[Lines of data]
---

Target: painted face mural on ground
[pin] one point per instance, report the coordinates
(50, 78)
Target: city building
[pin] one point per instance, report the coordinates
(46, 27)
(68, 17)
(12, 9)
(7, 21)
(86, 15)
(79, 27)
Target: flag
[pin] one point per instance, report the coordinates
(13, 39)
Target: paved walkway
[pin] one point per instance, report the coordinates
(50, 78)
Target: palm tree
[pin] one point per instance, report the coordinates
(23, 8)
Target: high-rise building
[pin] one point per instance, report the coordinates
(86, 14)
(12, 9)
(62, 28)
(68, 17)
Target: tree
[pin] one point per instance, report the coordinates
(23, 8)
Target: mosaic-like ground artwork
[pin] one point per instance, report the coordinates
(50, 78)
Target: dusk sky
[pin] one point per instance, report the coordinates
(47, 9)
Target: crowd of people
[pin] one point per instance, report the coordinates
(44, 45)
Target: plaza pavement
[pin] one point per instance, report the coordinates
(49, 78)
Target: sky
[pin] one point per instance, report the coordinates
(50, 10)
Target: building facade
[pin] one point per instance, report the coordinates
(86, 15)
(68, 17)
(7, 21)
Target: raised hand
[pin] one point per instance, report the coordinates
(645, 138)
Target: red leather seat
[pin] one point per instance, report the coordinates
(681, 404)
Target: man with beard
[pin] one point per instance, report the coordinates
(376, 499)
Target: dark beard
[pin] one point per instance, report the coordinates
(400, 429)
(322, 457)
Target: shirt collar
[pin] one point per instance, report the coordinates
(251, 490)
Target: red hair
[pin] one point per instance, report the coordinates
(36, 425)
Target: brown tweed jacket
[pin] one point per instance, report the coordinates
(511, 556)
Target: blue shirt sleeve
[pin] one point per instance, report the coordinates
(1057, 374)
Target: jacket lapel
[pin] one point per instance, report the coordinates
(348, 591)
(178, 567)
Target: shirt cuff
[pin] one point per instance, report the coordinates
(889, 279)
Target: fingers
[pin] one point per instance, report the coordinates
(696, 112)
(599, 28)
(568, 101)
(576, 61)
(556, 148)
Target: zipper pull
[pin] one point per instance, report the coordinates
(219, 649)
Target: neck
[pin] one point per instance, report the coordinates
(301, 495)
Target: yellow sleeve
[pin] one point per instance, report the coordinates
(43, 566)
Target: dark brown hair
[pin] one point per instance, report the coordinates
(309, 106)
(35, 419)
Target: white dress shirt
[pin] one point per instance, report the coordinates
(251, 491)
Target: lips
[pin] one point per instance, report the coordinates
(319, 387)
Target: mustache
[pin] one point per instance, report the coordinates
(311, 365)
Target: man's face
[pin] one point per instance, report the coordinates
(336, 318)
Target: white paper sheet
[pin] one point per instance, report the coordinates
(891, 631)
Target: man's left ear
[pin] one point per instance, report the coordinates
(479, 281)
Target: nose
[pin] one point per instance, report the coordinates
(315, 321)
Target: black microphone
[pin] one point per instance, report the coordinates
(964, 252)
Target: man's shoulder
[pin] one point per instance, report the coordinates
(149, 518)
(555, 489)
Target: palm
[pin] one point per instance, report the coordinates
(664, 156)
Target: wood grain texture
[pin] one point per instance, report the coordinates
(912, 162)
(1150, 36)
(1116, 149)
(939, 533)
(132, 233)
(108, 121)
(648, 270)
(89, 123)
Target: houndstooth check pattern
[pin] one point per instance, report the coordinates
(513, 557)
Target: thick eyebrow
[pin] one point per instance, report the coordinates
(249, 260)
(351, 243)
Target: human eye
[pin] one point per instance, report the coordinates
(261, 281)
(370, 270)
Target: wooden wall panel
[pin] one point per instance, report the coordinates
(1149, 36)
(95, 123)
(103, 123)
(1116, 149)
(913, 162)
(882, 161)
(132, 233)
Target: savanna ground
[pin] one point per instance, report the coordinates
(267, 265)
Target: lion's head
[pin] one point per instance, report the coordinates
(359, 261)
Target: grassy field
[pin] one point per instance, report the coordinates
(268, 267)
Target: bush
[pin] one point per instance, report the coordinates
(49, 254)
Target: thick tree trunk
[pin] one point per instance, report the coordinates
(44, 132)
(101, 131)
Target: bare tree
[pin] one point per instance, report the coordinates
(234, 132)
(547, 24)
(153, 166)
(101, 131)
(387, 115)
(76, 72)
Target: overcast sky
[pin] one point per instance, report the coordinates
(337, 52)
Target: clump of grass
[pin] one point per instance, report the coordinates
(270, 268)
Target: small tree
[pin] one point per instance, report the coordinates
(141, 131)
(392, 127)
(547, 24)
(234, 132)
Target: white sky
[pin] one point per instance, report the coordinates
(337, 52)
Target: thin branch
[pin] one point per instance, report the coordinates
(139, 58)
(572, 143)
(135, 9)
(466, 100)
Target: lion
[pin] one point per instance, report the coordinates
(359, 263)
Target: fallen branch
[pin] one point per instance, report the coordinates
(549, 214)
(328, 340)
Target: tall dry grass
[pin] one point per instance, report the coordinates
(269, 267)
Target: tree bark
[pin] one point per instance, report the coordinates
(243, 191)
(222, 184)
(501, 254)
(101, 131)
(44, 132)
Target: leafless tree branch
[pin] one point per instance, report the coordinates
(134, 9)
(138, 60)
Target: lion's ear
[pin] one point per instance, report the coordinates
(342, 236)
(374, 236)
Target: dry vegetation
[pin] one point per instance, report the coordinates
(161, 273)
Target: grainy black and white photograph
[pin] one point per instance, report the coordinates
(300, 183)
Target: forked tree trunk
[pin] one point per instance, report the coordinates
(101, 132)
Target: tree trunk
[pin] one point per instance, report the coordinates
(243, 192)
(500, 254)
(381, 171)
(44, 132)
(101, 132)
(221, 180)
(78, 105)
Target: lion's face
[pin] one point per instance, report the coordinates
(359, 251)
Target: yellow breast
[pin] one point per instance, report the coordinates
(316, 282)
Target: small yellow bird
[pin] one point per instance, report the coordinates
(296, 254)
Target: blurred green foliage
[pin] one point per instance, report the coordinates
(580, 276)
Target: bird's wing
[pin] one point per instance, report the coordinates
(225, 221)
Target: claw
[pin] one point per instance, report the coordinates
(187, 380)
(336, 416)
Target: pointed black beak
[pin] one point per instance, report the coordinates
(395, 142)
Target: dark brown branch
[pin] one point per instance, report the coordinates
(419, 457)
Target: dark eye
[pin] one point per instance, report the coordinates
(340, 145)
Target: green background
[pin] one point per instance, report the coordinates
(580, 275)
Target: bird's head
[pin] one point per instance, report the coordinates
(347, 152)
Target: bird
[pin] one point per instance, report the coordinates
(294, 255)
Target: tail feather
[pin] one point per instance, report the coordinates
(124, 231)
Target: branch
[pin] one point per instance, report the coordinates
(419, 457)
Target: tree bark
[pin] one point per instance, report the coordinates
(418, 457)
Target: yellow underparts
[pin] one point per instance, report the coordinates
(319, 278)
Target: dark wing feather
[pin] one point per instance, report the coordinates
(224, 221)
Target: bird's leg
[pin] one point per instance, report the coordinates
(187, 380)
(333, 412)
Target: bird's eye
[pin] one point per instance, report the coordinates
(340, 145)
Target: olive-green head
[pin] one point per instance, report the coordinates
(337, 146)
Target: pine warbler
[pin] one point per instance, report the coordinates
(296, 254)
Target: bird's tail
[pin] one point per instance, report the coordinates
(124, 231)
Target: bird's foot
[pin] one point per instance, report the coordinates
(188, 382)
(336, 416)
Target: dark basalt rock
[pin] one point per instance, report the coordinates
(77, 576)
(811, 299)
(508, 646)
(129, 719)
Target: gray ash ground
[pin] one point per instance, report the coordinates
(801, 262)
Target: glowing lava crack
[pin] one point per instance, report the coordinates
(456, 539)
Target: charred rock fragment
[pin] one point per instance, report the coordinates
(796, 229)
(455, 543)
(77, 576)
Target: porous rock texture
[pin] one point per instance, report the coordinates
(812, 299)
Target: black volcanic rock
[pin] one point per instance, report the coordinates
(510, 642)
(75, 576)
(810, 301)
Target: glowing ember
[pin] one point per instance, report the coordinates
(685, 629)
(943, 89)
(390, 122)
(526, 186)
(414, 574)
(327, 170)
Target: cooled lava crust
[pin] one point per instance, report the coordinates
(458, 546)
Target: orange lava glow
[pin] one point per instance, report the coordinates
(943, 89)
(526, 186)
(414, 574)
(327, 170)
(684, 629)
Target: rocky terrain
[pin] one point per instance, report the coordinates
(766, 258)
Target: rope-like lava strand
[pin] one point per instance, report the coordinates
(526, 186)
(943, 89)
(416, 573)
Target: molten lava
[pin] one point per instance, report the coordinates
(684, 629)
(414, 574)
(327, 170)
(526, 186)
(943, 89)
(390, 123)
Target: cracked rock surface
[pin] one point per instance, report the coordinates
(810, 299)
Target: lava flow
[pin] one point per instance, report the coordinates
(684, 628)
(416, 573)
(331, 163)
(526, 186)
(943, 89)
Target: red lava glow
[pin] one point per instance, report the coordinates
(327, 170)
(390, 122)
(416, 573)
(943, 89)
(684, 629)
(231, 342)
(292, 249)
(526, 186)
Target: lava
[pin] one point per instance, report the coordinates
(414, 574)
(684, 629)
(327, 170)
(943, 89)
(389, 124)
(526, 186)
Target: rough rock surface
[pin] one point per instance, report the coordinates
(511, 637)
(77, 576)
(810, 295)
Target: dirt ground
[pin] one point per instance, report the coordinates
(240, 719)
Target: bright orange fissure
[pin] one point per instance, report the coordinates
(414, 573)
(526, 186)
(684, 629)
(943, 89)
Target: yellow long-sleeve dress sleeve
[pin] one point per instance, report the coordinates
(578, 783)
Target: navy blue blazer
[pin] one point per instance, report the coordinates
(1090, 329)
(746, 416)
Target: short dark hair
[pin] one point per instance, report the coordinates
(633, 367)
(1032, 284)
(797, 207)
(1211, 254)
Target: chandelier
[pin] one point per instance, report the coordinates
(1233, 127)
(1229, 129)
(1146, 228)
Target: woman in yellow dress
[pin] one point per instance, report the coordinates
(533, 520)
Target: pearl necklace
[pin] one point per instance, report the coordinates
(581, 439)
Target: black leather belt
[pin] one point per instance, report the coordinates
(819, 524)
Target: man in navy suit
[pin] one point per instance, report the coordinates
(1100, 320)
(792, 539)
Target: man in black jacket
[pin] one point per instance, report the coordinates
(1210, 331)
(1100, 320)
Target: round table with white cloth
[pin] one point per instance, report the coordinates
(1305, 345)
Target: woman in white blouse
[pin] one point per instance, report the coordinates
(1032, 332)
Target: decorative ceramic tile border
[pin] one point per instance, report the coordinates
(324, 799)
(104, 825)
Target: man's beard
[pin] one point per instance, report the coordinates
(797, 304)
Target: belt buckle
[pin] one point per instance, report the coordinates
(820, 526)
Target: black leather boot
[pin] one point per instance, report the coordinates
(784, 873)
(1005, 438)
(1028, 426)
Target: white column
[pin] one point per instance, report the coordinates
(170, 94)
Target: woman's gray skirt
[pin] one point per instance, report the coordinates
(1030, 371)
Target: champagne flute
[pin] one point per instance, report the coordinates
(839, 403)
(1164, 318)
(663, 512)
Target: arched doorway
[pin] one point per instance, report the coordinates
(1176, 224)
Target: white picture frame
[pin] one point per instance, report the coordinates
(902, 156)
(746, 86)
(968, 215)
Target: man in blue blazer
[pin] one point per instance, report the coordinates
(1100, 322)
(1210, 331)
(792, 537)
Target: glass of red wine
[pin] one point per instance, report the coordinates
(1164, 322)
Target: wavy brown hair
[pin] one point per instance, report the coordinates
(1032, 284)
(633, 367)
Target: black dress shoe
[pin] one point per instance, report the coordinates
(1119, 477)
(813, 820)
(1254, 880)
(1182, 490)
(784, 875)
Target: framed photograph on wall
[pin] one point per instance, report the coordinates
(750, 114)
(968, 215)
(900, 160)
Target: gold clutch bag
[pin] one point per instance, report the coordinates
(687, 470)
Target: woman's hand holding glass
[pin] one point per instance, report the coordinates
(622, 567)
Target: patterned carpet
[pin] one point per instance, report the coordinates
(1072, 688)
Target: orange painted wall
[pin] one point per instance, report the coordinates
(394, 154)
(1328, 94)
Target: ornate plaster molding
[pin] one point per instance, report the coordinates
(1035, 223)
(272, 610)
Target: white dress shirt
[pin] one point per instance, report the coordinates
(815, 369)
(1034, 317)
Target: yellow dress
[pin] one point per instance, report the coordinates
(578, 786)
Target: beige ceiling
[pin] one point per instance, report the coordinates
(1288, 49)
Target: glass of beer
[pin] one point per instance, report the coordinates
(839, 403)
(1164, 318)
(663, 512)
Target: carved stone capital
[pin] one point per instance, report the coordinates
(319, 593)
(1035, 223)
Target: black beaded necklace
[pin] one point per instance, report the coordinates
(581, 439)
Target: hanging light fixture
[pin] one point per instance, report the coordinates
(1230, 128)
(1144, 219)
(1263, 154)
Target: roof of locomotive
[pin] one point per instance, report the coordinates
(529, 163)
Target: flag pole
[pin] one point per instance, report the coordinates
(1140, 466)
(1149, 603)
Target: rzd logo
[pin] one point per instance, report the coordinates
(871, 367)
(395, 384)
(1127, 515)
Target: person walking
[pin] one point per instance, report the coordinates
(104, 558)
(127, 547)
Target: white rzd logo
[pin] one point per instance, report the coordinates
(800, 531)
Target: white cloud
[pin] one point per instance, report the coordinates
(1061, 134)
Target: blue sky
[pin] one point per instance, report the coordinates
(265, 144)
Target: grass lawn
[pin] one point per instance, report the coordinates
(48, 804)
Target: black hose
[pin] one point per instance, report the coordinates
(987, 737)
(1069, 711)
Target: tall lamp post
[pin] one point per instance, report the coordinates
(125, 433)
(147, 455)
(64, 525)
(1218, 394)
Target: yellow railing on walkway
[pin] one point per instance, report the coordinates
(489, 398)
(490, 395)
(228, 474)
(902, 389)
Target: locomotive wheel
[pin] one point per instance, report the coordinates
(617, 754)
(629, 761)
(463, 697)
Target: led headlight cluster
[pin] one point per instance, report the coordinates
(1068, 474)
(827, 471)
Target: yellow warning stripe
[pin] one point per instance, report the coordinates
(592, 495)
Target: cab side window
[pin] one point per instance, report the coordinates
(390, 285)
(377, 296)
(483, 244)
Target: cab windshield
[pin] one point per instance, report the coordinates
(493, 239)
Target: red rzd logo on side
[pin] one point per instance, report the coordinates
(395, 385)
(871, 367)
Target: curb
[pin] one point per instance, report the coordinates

---

Directions
Rewrite the rows as a Markdown table with the columns No. and Line, numbering each line and skipping any blank ones. Begin at the line that contains "Target: patterned carpet" and stop after the line that contains "(1149, 603)".

Solution for this problem
| No. | Line |
|---|---|
| 1 | Target: patterned carpet |
| 2 | [pin] one point per instance, report the coordinates |
| 3 | (1072, 688) |
| 4 | Target: orange painted wall |
| 5 | [pin] one point per instance, report the coordinates |
| 6 | (394, 154) |
| 7 | (1328, 94) |
| 8 | Target: ornate plaster molding |
| 9 | [pin] one point per instance, report the coordinates |
| 10 | (1035, 223) |
| 11 | (272, 610) |
| 12 | Target: white dress shirt |
| 13 | [pin] one point per instance, report the coordinates |
| 14 | (815, 369) |
| 15 | (1034, 317) |
| 16 | Target: yellow dress |
| 17 | [pin] one point per instance, report the coordinates |
| 18 | (578, 786) |
| 19 | Target: beige ceiling |
| 20 | [pin] one point per instance, report the coordinates |
| 21 | (1288, 49) |
| 22 | Target: glass of beer |
| 23 | [pin] one point per instance, report the coordinates |
| 24 | (839, 403) |
| 25 | (1164, 318) |
| 26 | (663, 512) |
| 27 | Target: carved stone capital |
| 28 | [pin] one point per instance, report the coordinates |
| 29 | (319, 593) |
| 30 | (1035, 223) |
| 31 | Target: black beaded necklace |
| 32 | [pin] one point per instance, report the coordinates |
| 33 | (581, 439) |
| 34 | Target: hanging light fixture |
| 35 | [pin] one point per instance, report the coordinates |
| 36 | (1230, 128) |
| 37 | (1144, 219) |
| 38 | (1263, 154) |
| 39 | Target: roof of locomotive |
| 40 | [pin] one point per instance, report the coordinates |
| 41 | (529, 163) |
| 42 | Target: flag pole |
| 43 | [pin] one point per instance, report the coordinates |
| 44 | (1140, 466) |
| 45 | (1149, 603) |